Sugo doing delivery in Toronto after focusing efforts on feeding others for free
Rejoice, Italian food lovers. Sugo, one of the city's most popular red sauce joints, has finally launched delivery with Uber Eats — albeit very, very begrudgingly.
"I’d way rather stay closed at this time, just out of respect for the vulnerable people in this community," said Sugo's owner, Conor Joerin.
"But we sort of don't have a choice, we have such a high overhead, we had to get some cash flow in."
"We were toying around with the idea of doing takeout... by the time [March 16] rolled around, I just didn't feel comfortable."
But Sugo's kitchen hasn't been completely inactive since then: for the past month, Joerin has been busy turning unused food stock, worth tens of thousands of dollars, to make hot meals for food banks, hospitals like St. Joseph's and Sick Kids, and groceries to food banks and local families in need.
With the help of a group hilariously self-coined The Marinara Boys, comprised of Sugo and the owners of Famiglia Baldassarre, Bar Ape, and Sovereign Cafe, Joerin was able to ramp up production, and so far they've done two dozen grocery-drop offs.
Now, they're mostly focusing on frontline health care workers: Sunday they'll be doing a drop-off at CAMH, followed by Princess Margaret Hospital on Monday, and Toronto Police 51 Division sometime next week.

[Items listed in a dataset]

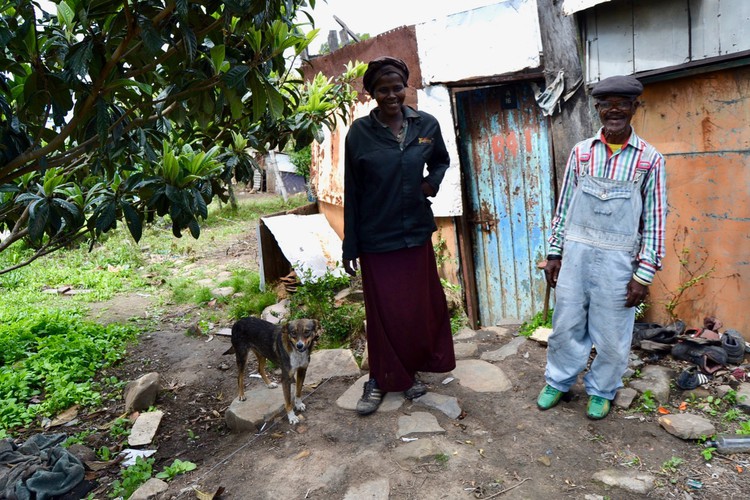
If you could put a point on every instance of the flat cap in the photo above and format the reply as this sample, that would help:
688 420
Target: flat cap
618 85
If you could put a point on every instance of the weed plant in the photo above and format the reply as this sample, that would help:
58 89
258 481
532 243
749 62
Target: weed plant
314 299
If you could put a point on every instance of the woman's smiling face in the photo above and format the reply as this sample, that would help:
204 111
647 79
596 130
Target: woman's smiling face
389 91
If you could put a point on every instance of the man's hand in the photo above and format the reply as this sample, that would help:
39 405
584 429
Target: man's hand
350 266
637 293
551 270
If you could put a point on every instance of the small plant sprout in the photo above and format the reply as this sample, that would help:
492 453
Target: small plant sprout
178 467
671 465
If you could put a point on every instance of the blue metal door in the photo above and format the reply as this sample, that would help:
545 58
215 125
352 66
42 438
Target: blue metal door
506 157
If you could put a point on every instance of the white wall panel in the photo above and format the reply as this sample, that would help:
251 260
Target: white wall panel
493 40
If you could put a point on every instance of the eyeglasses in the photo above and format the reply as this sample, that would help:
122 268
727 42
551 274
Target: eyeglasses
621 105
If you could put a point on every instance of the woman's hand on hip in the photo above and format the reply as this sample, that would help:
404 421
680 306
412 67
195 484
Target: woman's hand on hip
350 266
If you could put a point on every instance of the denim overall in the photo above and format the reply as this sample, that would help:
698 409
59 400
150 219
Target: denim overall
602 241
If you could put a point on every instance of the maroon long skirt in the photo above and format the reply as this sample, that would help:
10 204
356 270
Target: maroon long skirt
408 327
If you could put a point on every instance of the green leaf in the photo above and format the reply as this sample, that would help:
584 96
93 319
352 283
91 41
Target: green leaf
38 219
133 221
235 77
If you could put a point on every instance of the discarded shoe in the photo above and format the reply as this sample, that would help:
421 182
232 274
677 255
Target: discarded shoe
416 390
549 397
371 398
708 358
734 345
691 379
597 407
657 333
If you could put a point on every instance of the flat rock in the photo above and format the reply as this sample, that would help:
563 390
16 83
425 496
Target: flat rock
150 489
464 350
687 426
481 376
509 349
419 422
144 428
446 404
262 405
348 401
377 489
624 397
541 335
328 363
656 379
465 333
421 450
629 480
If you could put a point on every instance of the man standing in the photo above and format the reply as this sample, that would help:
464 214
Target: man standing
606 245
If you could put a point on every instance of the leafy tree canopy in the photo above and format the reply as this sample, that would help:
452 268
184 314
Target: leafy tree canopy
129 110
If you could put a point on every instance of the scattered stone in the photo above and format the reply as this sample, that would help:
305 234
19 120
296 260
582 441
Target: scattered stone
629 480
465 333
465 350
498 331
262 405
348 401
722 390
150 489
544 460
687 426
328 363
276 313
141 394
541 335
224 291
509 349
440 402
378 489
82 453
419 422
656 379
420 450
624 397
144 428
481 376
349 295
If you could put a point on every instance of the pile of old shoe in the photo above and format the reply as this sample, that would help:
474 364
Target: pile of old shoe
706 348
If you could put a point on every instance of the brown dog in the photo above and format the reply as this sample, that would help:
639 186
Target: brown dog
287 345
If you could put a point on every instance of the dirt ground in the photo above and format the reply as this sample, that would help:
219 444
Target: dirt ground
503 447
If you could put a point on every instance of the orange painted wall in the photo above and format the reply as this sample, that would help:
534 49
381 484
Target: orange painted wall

* * *

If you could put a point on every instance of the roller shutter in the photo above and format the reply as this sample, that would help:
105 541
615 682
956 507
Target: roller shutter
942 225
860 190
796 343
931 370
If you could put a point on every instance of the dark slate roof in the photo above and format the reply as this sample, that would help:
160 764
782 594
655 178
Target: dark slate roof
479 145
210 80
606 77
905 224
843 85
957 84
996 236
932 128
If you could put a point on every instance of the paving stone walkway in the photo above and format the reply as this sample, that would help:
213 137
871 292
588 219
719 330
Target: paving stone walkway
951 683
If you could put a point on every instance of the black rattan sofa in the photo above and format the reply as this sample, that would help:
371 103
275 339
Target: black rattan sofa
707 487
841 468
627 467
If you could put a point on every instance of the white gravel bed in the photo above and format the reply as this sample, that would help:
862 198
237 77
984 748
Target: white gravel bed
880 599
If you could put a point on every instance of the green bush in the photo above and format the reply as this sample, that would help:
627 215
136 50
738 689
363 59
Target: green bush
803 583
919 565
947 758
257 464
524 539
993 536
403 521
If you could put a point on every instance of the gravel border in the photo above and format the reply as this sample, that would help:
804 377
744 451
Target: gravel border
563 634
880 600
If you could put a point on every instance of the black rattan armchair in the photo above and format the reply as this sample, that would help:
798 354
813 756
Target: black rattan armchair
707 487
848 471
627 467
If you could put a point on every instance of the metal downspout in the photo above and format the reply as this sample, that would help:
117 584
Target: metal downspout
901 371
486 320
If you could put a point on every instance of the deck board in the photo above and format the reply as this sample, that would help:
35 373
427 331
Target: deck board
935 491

*Task 1*:
In the article about Sugo, rewrite the paragraph beginning "But Sugo's kitchen hasn't been completely inactive" as a shorter bulleted list that keeps its main facts.
*Task 2*:
Carry on the article about Sugo, starting right after its final sentence.

*Expected output 1*:
- Sugo's kitchen has stayed partly active over the past month.
- Joerin has turned unused food stock worth tens of thousands of dollars into hot meals for food banks and hospitals such as St. Joseph's and Sick Kids.
- He has also supplied groceries to food banks and local families in need.

*Expected output 2*:
Joerin says they've delivered about 3,000 prepared meals so far, not including all the grocery drops.
"It's been a lot," he says.
Now he's opened Sugo back up, which is great for meatball lovers, but an unfortunate necessity for Joerin, who says he'd rather concentrate on charity but has to find a way to put a dent in $25,ooo-worth of rent for five different leases, and $12,000 in monthly debt payments.
But without the commercial rent relief that restaurants citywide are calling for, the delivery to customers will have to happen simulatenously with the community work too.
"I've never been a fan of Uber, I have a problem with them because they make money off an unfair business model," he says. "But once we saw where we were at financially, we knew we had to at least try delivery."